Task brief >> Each entry below must be repeated exactly, with pictures left out.

★ ★ ★ ★ ★ ★ ★

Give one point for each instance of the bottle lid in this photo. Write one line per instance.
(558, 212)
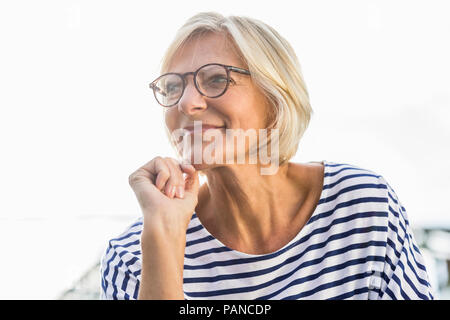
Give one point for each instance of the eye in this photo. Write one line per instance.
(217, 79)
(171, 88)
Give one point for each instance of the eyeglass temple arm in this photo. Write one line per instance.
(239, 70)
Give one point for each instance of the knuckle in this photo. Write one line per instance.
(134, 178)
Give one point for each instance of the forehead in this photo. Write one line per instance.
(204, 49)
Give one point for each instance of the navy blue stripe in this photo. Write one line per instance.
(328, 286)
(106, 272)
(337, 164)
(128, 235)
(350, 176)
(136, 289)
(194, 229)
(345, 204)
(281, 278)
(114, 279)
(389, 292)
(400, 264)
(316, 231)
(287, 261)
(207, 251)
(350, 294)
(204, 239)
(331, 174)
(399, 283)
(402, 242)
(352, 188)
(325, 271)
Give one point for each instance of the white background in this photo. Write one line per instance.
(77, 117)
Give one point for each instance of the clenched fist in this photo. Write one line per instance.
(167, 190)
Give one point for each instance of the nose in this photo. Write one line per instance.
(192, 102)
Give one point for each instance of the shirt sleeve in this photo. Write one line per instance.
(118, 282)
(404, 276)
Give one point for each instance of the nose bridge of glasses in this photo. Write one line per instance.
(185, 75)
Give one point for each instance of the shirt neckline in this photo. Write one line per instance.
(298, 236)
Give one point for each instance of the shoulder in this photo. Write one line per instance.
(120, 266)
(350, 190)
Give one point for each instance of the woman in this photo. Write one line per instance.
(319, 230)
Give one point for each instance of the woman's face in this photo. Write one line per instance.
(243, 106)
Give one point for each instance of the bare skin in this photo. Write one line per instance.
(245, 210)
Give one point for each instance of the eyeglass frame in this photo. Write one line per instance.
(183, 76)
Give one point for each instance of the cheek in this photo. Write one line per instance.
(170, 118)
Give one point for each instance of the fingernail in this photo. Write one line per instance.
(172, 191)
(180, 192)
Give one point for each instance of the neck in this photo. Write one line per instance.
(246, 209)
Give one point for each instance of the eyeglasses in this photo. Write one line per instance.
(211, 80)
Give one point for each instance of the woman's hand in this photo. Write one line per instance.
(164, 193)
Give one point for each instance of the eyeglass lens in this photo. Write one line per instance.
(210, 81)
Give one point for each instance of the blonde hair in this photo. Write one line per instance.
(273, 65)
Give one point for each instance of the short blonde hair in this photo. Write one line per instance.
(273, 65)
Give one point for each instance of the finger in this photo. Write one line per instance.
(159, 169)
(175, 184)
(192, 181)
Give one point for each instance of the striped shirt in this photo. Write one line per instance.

★ ★ ★ ★ ★ ★ ★

Response for this exercise >>
Give one point for each instance of the bottle lid in this photo. Write one line per instance.
(558, 212)
Give one point for each instance of the eye in this photo. Write one line per instance.
(217, 79)
(171, 88)
Give one point for each instance of the eyeglass temple arm in this photo. Write one line per instance.
(239, 70)
Give one point for each instance of the knuckle in this photo. Write one line per instance.
(134, 178)
Give one point for each instance of the forehead in this photo. Write one line per instance.
(204, 49)
Give one point for each instance of the navy blue stripe in this photo. Write one line per instance.
(328, 286)
(106, 272)
(337, 164)
(128, 235)
(350, 176)
(136, 289)
(194, 229)
(345, 204)
(281, 278)
(114, 279)
(389, 292)
(400, 264)
(316, 231)
(287, 261)
(207, 251)
(350, 294)
(204, 239)
(331, 174)
(399, 283)
(402, 242)
(352, 188)
(325, 271)
Give one point for each instance of the white background in this photo. Write one line per instance.
(77, 117)
Give one point for each instance of the clenched fist in this photo. Write one line per instance.
(167, 190)
Give one point for each instance of the nose in this photo. Write one line per instance.
(192, 102)
Give one point for each instance of the shirt sleeve in this photo. Write one line per instance.
(118, 282)
(404, 276)
Give one point for each instance of the nose bridge of glasses in this photo. Write one line per instance.
(185, 75)
Give one point for each instance of the shirt neckline in this photo. Write one line per instance.
(298, 236)
Give one point for each instance of the shoulder in this photo. Write one line per instance.
(120, 266)
(350, 190)
Give one point for each instance of the woman in this photo. Write one line per instance.
(319, 230)
Give one point for each instance of the woman's face in this photo. Write one line per instance.
(243, 106)
Give one point for each instance of the bare skin in this photo. Write one line per instance.
(245, 210)
Give one point for each instance of the eyeglass frame in this photo. Write one line per instance.
(183, 76)
Give one point for each instance of the cheek in this photo. Write one line per instance.
(170, 118)
Give one point for each instance of the fingernail in this photo. Write one line per instance.
(172, 191)
(180, 192)
Give one point for each instance of the neck in this photo. Write one line per instance.
(246, 209)
Give one point for each instance of the eyeglasses in this photo. Write one line per instance.
(211, 80)
Give one point for each instance of the woman's hand in this photo. Write one line per instance.
(164, 193)
Give one point for each instance of the eyeglass lens in this photo. Write one line per instance.
(210, 81)
Give one point for each instance of the blonde hair in this photo. Write one line per instance.
(273, 65)
Give one point for each instance of the short blonde hair in this photo. Write one line per instance.
(273, 65)
Give one point for each instance of the finger in this photo. Write one line per instance.
(159, 169)
(175, 184)
(192, 181)
Give one point for each instance of the striped shirt in this photo. Write one line per instance.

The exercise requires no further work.